## EXTRACT:
The sixth chapter of the book gives examples of industries where one would find the attention resource in practical uses. These include: advertising, movies, TV, and publishing. A defining characteristic of attention in these industries is "stickiness", i.e., paying and keeping attention (see p. 115ff).
The next five chapters stress e-commerce, leadership, strategies, changes of organizational structure, and information and knowledge management, all in the attention economy. The last chapter looks to the future, especially to the challenges and prospects the attention economy presents.
This is a good book, and the first five chapters are especially good. Some of the last chapters sound more like the revolutions we heard so much about during the dotcom era. The revolutionaries then told us to completely forget the "old economy", and singularly embrace the "new economy". Such predictions turned out to be hoity-toity, mainly because revolutions rarely succeed; they are generally too destructive even for their own good. Many revolutions have failed because, whereas people dislike the effects of change, they hate the disruptions of revolutions. Having said all that, I would still recommend The Attention Economy as fine work and good reading.
Amavilah, Author
Modeling Determinants of Income in Embedded Economies
ISBN: 1600210465
Reads like a magazine.......2006-04-04
The book reads like a magazine with a lot of anecdotes, which is a direct credit to its authors who are trying to make a textbook readable and capture the attention of mgmt audience with the baby face on its cover. Perhaps this has given the impression that it's not a serious book. But it is.
As we get deluged with more information each day, each piece of information is fighting for our attention. An example would be the recent reverse trend by companies to have precise "smartbomb" placement of ads targeted at specific audience rather than pay-per-click ads in websites. The attention on Attention Management would increase in the next decade ahead. Already, organisations are talking about employee engagement instead of staff satisfaction to measure productivity and workplace morale.
Good read for management, marketeers, KM, OD and comms practitioners. Don's miss the AttentionScape in the book :)
The fundamentals for measuring engagement.......2006-02-28
The authors of this book see every business engine fueled by attention, defined as the focused mental engagement on a particular item of information. As the authors point out, during the industrial revolution, manpower drove the economy; in the information age, knowledge was power, in this business era, attention is the rare resource that powers companies. Companies need to recognize the value of attention, and lean how to direct it and manage it. The authors understand the broad spectrum of attention and have grouped them into "six units of attention currency." The six units are paired into opposites: Aversive-Attractive, Captive-Voluntary, Back-of-mind-Front-of-mind.

## DATA:
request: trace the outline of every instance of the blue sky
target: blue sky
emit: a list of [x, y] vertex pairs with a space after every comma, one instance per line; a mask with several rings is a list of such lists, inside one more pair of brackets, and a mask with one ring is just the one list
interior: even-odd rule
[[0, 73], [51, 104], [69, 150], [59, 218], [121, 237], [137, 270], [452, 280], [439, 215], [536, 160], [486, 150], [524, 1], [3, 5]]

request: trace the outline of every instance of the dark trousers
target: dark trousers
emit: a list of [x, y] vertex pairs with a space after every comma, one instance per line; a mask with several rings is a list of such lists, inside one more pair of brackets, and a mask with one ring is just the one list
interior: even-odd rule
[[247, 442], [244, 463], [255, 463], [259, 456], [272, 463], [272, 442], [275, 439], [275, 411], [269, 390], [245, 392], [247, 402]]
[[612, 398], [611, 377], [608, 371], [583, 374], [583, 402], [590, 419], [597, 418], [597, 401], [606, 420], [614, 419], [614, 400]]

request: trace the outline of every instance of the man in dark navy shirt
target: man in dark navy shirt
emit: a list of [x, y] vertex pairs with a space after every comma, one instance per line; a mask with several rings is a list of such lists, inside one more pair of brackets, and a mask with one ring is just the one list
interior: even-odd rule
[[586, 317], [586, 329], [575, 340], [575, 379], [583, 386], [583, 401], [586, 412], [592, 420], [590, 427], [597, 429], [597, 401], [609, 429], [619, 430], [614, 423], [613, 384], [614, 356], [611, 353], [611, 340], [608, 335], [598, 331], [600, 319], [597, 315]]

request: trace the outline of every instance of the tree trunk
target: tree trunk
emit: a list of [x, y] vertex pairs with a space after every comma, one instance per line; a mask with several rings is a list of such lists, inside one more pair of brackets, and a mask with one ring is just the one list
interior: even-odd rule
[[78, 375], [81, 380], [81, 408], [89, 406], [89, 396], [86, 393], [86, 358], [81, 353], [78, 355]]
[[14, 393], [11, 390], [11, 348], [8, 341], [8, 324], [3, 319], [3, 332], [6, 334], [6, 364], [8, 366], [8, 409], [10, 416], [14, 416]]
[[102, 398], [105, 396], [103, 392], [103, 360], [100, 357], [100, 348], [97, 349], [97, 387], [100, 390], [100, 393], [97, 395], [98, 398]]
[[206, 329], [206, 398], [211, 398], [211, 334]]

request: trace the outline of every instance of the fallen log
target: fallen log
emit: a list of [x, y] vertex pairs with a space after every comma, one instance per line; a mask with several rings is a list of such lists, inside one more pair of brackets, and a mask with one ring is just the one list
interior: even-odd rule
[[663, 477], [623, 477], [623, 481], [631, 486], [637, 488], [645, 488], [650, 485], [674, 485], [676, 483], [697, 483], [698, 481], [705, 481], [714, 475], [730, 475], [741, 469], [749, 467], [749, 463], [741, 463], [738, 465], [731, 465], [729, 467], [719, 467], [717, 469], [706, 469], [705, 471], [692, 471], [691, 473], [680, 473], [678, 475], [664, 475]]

## TO DO:
(1) Answer these questions about the review:
(a) What does the review call a defining characteristic of attention in advertising, movies, TV, and publishing?
(b) What ISBN does the review list?
(c) How many units of attention currency do the authors group attention into?
(2) In the records, update the lines from the line containing "request: trace the outline of every instance of the fallen" through the end of the records by replacing "fallen log" with "fallen branch" and leaving everything else unchanged. Give only those lines.
The review and the records are unrelated material.

## TASK-BY-TASK OUTPUTS:
(1)
(a) "Stickiness," i.e., paying and keeping attention.
(b) 1600210465
(c) Six.

(2)
request: trace the outline of every instance of the fallen branch
target: fallen branch
emit: a list of [x, y] vertex pairs with a space after every comma, one instance per line; a mask with several rings is a list of such lists, inside one more pair of brackets, and a mask with one ring is just the one list
interior: even-odd rule
[[663, 477], [623, 477], [623, 481], [631, 486], [637, 488], [645, 488], [650, 485], [674, 485], [676, 483], [697, 483], [698, 481], [705, 481], [714, 475], [730, 475], [741, 469], [749, 467], [749, 463], [741, 463], [738, 465], [731, 465], [729, 467], [719, 467], [717, 469], [706, 469], [705, 471], [692, 471], [691, 473], [680, 473], [678, 475], [664, 475]]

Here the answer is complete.